--- Estratto della pagina ---

E’ questa la tesi di fondo dell’interessante volume dal titoloScuola: rompere il muro fra aula e vita”, scritto da Giovanni Cominelli per la collana “I libri della Bussola. Sapere per capire”. Definire il costo-standard per alunno e trasformarlo in bonus, che le famiglie hanno diritto di spendere nella scuola che scelgono: pubblico-statale, pubblico-paritaria, privata. Questa è la strada più virtuosa secondo l’autore, che tuttavia mette lucidamente in evidenza i persistenti grumi ideologici in campo educativo destinati a rendere più difficoltoso il percorso. In particolare gli enormi interessi neocorporativi che ruotano attorno ai sindacati dei dipendenti della scuola pubblica statale e i retaggi culturali dell’anti-aziendalizzazione, dell’egualitarismo burocratico e pauperistico e dell’assemblearismo.

A tal proposito, bene fa Cominelli ad evidenziare, al termine di una snella ricostruzione storica della legislazione scolastica dal Regno di Sardegna ad oggi, lo scarto tra il testo iniziale della “Buona Scuola” di Renzi (autunno 2014), animato da un moderato ma sincero slancio riformatore, e il testo definitivamente approvato nel luglio 2015 (legge n.107/2015), che si rimangia gran parte delle intuizioni iniziali in materia di autonomia e di valorizzazione delle risorse umane e finanziarie per appiattirsi su posizioni stataliste, tendenti a considerare ogni tentativo di aziendalizzazione dell’azienda pubblica come un’azione di spietato killeraggio. "Proporre autonomia, potere del dirigente, valutazione, merito, donazione liberale – si legge nel volume - significa per una diffusissima vulgata distruggere la scuola pubblica. (…) Pertanto, l’autonomia o è mero decentramento funzionale dell’apparato centrale del Ministero oppure rischia di consegnarsi alle cattive pulsioni egoistiche della società civile. La quale, appunto, ha bisogno di essere hegelianamente disciplinata dallo Stato. Insomma: la scuola è un pezzo dell’Amministrazione dello Stato, non un’istituzione della società civile". 

La riforma della “Buona Scuola” non è neppure immune da un approccio socialcomunista di spiccata intonazione pauperistica, laddove si traduce in un livellamento verso il basso tendente a riconoscere a tutti lo stesso merito, né dal virus dell’assemblearismo, laddove demonizza il “preside-sceriffo” per poi perpetuare il vecchio schema del collegio docenti che decide tutto ma che poi in realtà non decide nulla perché paralizzato dal gioco dei veti incrociati e appesantito dagli automatismi del sistema amministrativo e delle rappresentanze sindacali unitarie.

---

• _Esercizio A_
Secondo l'estratto, quando fu approvato il testo definitivo della "Buona Scuola"?
• _Esercizio B_
Trascrivi parola per parola il passo dell'estratto da "La riforma della" a "rappresentanze sindacali unitarie.".

--- Dati ---

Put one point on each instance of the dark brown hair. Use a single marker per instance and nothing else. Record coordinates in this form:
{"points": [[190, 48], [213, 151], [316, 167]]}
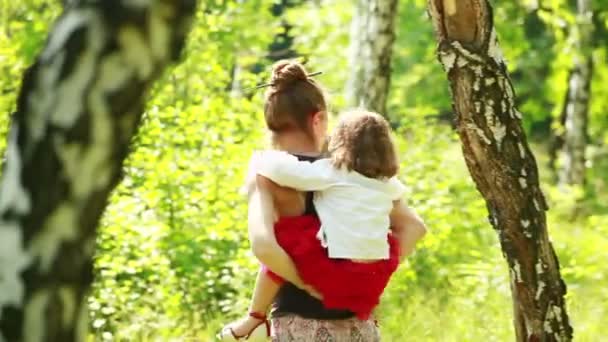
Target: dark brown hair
{"points": [[291, 98], [362, 142]]}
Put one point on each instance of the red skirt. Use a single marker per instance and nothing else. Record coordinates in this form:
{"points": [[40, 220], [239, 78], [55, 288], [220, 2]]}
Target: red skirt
{"points": [[344, 284]]}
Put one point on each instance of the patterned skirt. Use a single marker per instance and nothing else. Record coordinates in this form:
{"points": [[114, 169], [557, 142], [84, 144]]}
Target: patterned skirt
{"points": [[293, 328]]}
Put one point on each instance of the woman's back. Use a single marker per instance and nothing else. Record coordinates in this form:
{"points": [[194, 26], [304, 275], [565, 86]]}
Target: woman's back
{"points": [[292, 300]]}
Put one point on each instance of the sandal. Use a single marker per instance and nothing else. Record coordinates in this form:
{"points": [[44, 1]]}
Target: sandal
{"points": [[261, 332]]}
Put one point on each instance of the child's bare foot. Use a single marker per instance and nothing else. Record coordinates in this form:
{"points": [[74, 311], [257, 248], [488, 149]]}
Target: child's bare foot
{"points": [[245, 327]]}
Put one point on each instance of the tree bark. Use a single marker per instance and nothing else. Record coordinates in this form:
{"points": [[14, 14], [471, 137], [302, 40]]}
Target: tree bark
{"points": [[501, 164], [576, 107], [78, 108], [371, 46]]}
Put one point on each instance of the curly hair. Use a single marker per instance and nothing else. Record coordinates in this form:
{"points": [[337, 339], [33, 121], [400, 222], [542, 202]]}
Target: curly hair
{"points": [[362, 142]]}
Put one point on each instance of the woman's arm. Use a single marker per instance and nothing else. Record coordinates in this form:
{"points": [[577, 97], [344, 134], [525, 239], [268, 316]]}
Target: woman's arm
{"points": [[265, 247], [407, 226]]}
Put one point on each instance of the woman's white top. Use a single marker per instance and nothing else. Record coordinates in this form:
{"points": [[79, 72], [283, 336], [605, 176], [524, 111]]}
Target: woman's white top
{"points": [[353, 209]]}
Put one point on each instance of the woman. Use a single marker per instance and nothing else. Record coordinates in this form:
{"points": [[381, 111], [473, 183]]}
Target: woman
{"points": [[295, 113]]}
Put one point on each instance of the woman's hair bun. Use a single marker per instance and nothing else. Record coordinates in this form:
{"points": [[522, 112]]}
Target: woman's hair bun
{"points": [[286, 73]]}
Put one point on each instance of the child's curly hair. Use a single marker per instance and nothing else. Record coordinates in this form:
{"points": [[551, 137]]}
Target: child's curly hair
{"points": [[362, 142]]}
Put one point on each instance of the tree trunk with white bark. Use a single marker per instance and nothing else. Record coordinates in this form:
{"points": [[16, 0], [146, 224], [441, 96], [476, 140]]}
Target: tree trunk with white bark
{"points": [[78, 108], [371, 45], [501, 164], [576, 105]]}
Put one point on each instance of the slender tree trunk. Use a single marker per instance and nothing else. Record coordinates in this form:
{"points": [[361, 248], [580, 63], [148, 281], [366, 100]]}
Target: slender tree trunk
{"points": [[501, 164], [79, 105], [282, 45], [371, 45], [572, 166]]}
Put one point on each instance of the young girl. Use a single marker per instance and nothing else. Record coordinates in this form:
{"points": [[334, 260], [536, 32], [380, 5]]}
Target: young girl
{"points": [[350, 259]]}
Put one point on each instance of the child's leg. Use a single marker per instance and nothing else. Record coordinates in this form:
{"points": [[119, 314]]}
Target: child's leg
{"points": [[266, 288]]}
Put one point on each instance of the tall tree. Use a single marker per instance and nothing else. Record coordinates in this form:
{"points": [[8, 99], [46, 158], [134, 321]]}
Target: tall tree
{"points": [[371, 45], [501, 164], [577, 102], [78, 108]]}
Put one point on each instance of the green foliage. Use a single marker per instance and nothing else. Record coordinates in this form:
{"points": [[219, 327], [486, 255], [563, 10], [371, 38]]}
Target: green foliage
{"points": [[172, 257]]}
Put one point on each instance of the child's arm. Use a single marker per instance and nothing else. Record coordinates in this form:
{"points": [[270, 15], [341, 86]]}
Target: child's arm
{"points": [[261, 219], [407, 226], [286, 170]]}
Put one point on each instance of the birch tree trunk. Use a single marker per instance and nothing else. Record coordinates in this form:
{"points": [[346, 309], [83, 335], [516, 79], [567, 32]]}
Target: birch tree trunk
{"points": [[371, 45], [501, 164], [576, 107], [79, 105]]}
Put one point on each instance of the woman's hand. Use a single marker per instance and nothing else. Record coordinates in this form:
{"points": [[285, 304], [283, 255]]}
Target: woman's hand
{"points": [[312, 291], [407, 227]]}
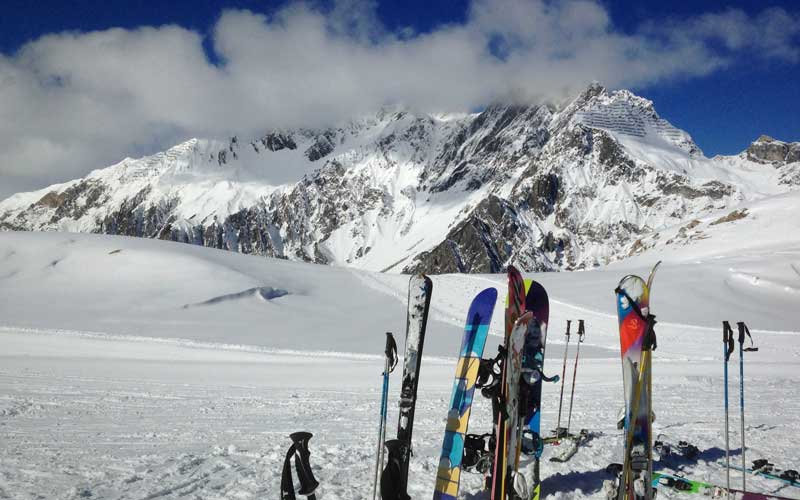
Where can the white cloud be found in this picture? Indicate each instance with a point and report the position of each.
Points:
(71, 102)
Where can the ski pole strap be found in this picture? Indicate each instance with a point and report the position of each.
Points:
(298, 450)
(743, 330)
(727, 339)
(287, 486)
(391, 351)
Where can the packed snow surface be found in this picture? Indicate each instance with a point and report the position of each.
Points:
(142, 369)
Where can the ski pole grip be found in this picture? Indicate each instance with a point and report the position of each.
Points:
(303, 466)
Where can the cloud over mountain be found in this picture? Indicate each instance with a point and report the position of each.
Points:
(71, 101)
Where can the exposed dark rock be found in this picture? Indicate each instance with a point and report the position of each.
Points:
(277, 141)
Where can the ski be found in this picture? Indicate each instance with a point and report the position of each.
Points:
(683, 484)
(516, 345)
(515, 307)
(537, 302)
(765, 469)
(474, 340)
(637, 340)
(395, 486)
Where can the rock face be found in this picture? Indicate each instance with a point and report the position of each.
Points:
(545, 186)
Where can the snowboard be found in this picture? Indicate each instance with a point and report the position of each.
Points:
(420, 289)
(474, 340)
(516, 346)
(515, 307)
(633, 303)
(537, 302)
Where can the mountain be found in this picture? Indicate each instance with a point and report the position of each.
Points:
(548, 186)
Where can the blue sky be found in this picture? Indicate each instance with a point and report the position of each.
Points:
(725, 72)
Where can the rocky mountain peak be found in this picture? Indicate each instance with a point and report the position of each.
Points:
(772, 151)
(546, 187)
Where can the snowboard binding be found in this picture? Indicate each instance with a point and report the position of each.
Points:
(478, 454)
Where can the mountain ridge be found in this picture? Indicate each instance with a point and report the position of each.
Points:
(548, 187)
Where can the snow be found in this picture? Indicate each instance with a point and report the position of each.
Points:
(136, 368)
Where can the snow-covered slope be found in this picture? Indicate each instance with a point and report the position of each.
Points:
(550, 186)
(133, 368)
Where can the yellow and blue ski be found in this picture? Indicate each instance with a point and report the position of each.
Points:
(474, 340)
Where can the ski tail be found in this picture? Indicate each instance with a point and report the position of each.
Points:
(390, 363)
(420, 290)
(515, 307)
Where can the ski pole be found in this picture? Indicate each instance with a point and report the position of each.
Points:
(727, 349)
(581, 334)
(389, 364)
(563, 372)
(742, 330)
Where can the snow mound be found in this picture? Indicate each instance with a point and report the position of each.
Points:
(264, 293)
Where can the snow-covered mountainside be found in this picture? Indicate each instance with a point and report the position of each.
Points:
(547, 186)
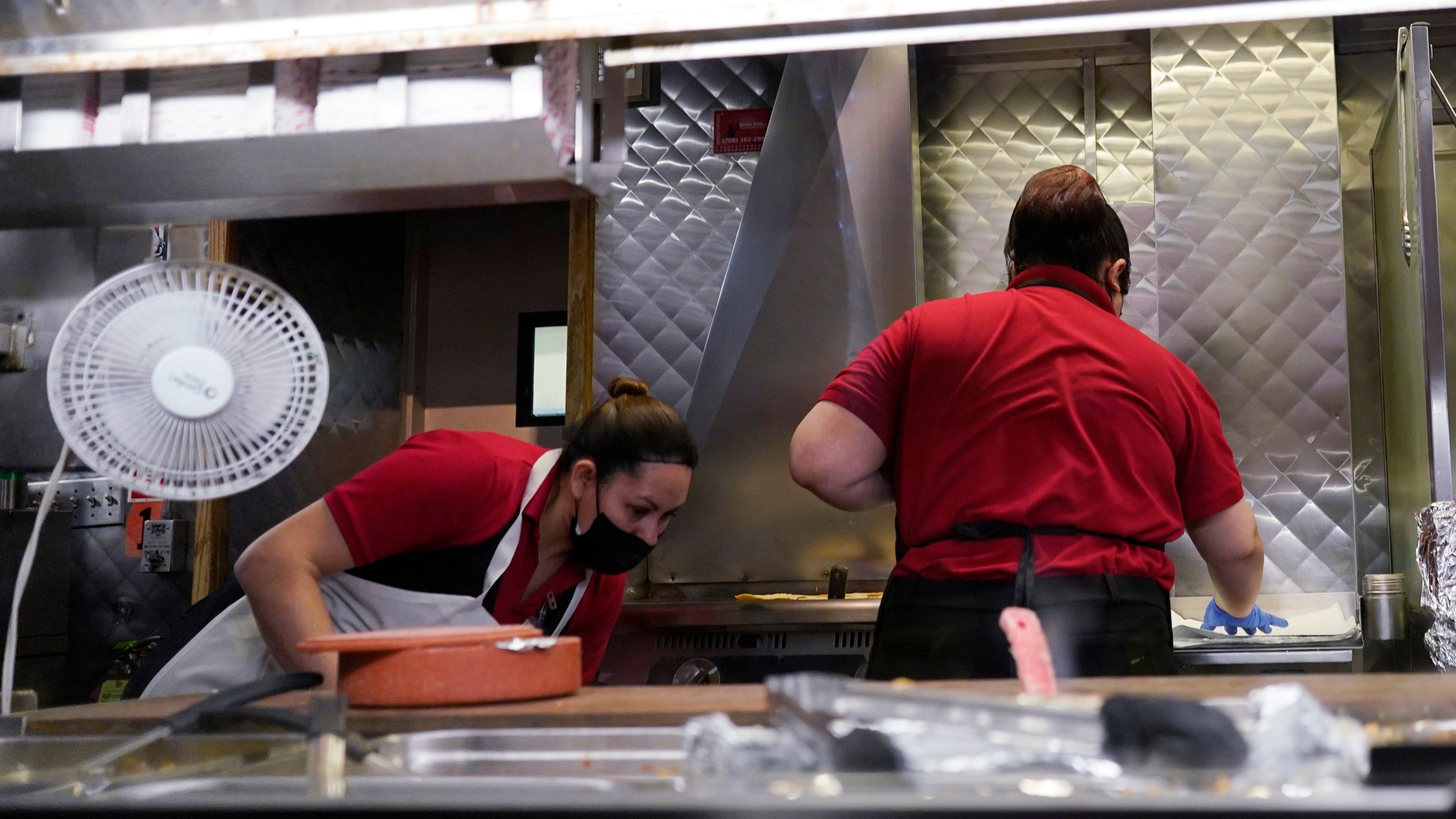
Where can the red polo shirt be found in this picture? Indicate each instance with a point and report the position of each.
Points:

---

• _Soluzione svolta A_
Nel luglio 2015.

• _Soluzione svolta B_
La riforma della “Buona Scuola” non è neppure immune da un approccio socialcomunista di spiccata intonazione pauperistica, laddove si traduce in un livellamento verso il basso tendente a riconoscere a tutti lo stesso merito, né dal virus dell’assemblearismo, laddove demonizza il “preside-sceriffo” per poi perpetuare il vecchio schema del collegio docenti che decide tutto ma che poi in realtà non decide nulla perché paralizzato dal gioco dei veti incrociati e appesantito dagli automatismi del sistema amministrativo e delle rappresentanze sindacali unitarie.